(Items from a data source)
━━━━━━
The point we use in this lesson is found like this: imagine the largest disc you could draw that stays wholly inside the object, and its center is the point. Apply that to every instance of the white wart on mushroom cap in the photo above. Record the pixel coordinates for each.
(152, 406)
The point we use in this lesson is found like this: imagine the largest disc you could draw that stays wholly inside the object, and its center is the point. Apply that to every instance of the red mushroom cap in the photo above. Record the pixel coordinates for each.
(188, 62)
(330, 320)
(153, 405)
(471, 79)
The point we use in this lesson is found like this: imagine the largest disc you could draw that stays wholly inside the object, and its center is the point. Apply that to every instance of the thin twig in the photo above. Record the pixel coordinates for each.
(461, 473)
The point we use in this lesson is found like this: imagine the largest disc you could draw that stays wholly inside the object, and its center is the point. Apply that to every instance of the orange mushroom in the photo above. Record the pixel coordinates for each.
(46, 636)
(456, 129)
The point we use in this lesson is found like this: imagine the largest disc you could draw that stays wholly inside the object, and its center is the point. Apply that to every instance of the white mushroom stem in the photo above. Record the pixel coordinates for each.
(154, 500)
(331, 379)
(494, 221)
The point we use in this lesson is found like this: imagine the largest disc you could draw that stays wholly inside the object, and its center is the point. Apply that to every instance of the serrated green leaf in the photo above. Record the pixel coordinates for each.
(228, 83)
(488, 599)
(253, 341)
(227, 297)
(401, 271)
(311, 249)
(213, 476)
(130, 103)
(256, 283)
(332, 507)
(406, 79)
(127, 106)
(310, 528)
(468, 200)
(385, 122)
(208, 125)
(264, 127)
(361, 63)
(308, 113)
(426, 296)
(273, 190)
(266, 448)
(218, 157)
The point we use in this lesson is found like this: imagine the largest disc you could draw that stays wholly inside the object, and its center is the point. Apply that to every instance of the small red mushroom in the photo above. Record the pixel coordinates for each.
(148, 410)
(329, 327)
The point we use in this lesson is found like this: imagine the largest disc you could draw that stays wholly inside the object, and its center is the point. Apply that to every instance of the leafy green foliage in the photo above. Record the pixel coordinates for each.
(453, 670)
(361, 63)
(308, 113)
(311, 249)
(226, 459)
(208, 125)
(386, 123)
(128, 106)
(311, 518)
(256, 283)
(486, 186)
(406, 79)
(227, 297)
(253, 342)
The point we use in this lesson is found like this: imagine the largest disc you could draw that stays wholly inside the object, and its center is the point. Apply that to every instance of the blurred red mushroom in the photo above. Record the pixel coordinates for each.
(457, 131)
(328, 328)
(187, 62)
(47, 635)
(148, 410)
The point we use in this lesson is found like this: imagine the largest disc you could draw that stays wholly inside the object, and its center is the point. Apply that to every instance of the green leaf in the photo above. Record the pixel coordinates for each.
━━━━━━
*What is being asked*: Duplicate these records line for line, with no changes of any kind.

*Task output*:
The point we use in this lesson is found like this: imagine the largest disc you could draw that stays wholly inside the object, and its center is the point. Apply that to every instance of the white wart on mushroom cap in the photo above. Record the pixel coordinates for each.
(152, 406)
The point we use in this lesson is found like this: imagine the largest disc you could draw that stays wholly inside the object, and its center is the point. Apply that to every instance of the red mushroom cap in the photo above. Record the pixel coordinates for each.
(188, 62)
(330, 320)
(153, 405)
(471, 79)
The point we use in this lesson is found like this: imagine the largest disc you could draw that stays wholly inside the object, and its center is the point. Apply that to every instance of the thin twig in the photo above. Record the pixel coordinates for each.
(461, 473)
The point we use in this lesson is found like this: imagine the largest disc you could draw that stays wholly inside the object, and its center is the point. Apply that to every instance of the orange mushroom in the photo above. Record the pixel coordinates for each.
(46, 636)
(456, 129)
The point we use in this lesson is found like this: imagine the largest disc you could draw that stays wholly inside the object, and its center is the point. Apply that to every instance of the white mushroom stem in the photo above. Record the pixel coordinates for each.
(154, 500)
(331, 379)
(494, 221)
The point we use in this lesson is found like this: imagine the largest disc you could draw that stays wholly inside the object, and its center is the point. Apply that to every instance of the serrated green leaf in the photo above. Record the pixel coordinates for each.
(228, 83)
(488, 599)
(253, 341)
(227, 297)
(401, 271)
(311, 249)
(213, 476)
(130, 103)
(256, 283)
(332, 507)
(406, 79)
(127, 106)
(310, 528)
(468, 200)
(385, 122)
(208, 125)
(264, 127)
(361, 63)
(308, 113)
(426, 296)
(273, 190)
(266, 448)
(218, 157)
The point we use in this lesson is found like this: imagine the largest disc you could draw that stays wholly inside the object, and its center is the point. Apply that to every instance of the small red mushroom in the photo above. Record the pixel coordinates for each.
(148, 410)
(329, 327)
The point we use in this lesson is found like this: imagine the largest disc you could draw that stays wholly inside the object, and its center is the point. Apply that to every instance of the leafy green foliage in the photo above. Record the pixel coordinates for each.
(453, 670)
(361, 63)
(308, 113)
(311, 249)
(226, 459)
(208, 125)
(386, 123)
(128, 106)
(311, 518)
(256, 283)
(486, 186)
(406, 79)
(227, 297)
(253, 342)
The point we use in this lesson is found like this: imagine the largest disc you could draw that stays wholly inside the object, and its center is the point. Apply that to every instance of the blurred red mushroom in the photo above. Record the pixel coordinates for each.
(457, 131)
(328, 328)
(187, 62)
(47, 635)
(148, 410)
The point we use in this lesson is found like this: imagine the largest disc you could draw that stays wholly inside the object, and its center is the point. Apply that to every instance of the green leaf in the photo above. Record the pixel coordinates for each.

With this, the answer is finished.